◆ **Consigne**
Retranscrivez les items ci-dessous sous la forme d'une liste JSON de chaînes, à raison d'une chaîne par ligne. Omettez les lignes vides.

◆ **Données de l'exercice**
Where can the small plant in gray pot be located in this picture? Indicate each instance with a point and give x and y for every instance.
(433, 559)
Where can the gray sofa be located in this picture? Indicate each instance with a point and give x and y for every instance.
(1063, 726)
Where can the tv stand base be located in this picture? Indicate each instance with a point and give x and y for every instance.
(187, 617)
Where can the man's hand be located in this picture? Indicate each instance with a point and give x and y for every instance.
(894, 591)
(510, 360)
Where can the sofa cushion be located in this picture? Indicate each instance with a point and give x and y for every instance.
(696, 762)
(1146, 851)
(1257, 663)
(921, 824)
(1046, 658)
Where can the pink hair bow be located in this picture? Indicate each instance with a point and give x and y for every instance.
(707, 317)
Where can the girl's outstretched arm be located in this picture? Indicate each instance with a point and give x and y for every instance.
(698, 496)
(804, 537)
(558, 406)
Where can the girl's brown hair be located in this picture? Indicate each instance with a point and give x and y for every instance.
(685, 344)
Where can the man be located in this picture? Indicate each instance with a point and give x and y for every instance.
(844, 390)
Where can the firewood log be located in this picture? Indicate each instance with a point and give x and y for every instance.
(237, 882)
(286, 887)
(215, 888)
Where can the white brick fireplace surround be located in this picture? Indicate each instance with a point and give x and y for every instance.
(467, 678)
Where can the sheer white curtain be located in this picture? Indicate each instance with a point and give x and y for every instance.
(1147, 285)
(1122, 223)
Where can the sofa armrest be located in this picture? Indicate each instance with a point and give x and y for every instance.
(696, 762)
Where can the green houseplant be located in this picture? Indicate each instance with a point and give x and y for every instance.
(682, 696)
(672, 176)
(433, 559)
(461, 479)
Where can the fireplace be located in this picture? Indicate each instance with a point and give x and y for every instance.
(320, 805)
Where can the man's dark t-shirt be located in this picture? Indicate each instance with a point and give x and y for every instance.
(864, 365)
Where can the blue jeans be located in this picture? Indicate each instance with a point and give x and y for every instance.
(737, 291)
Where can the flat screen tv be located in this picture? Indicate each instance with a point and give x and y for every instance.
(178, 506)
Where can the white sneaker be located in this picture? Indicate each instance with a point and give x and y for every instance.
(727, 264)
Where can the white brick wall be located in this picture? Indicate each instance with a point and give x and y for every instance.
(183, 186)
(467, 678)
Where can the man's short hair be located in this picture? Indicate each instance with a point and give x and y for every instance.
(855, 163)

◆ **Réponse rédigée**
[
  "Where can the small plant in gray pot be located in this picture? Indicate each instance with a point and give x and y for every instance.",
  "(433, 559)",
  "Where can the gray sofa be located in this picture? Indicate each instance with a point and give x and y for every instance.",
  "(1063, 726)",
  "Where can the tv stand base be located in this picture? Indicate each instance with a point and give x and y for every instance.",
  "(187, 617)",
  "Where can the man's hand be located in this picture? Indicate each instance with a point and give x and y for every instance.",
  "(894, 591)",
  "(510, 360)",
  "Where can the sofa cushion be located in this picture? Indicate each instance with a point and give x and y for every instance.",
  "(696, 762)",
  "(1146, 851)",
  "(1257, 663)",
  "(921, 824)",
  "(1046, 658)",
  "Where can the pink hair bow be located in this picture? Indicate each instance with a point and give x and y for every instance.",
  "(707, 317)",
  "Where can the girl's outstretched arm be located in this picture? Indicate each instance with a point and give x and y for every instance.",
  "(698, 496)",
  "(804, 537)",
  "(558, 406)",
  "Where can the girl's brown hair be located in this picture? Indicate each instance with a point and give x and y for every instance.",
  "(685, 344)",
  "Where can the man be located in this picture? Indicate each instance with a point and give x and y for every instance.",
  "(844, 390)",
  "Where can the firewood log be located in this picture? Indicate each instance with a point and give x and y for every instance.",
  "(237, 882)",
  "(286, 887)",
  "(215, 888)",
  "Where can the white brick fireplace surround be located in this picture? Indicate each instance with a point and give x and y for every instance.",
  "(467, 678)",
  "Where can the sheer white curtain be located in this picture? Indicate each instance with a point and give x and y for every instance.",
  "(1147, 285)",
  "(1122, 223)",
  "Where can the sofa armrest be located in this picture? Indicate each instance with a point and give x and y for every instance.",
  "(696, 762)",
  "Where can the green houseplant be located in this picture? Indicate each instance with a point and give x and y for every instance.",
  "(682, 696)",
  "(672, 176)",
  "(433, 559)",
  "(461, 479)",
  "Where can the fireplace be located in this picture? Indicate each instance with a point and give x and y for every instance.",
  "(320, 805)",
  "Where can the man's dark t-shirt be located in this picture? Indicate each instance with a point and give x and y for every instance.",
  "(864, 365)",
  "Where can the blue jeans be located in this picture? Indicate each instance with a point and give x and y for every instance.",
  "(737, 291)",
  "Where can the flat screen tv be located in this picture? Indicate each instance with a point and give x and y for every instance.",
  "(178, 506)",
  "Where can the white sneaker be located in this picture? Indicate each instance with a point and give x and y for every instance.",
  "(727, 264)",
  "Where can the white brick wall be located in this picture? Indicate each instance with a point and give x and y for every instance.",
  "(183, 186)",
  "(467, 678)",
  "Where can the man's short hair be located in this picture? Indicate each instance with a point and give x and y for every instance.",
  "(855, 163)"
]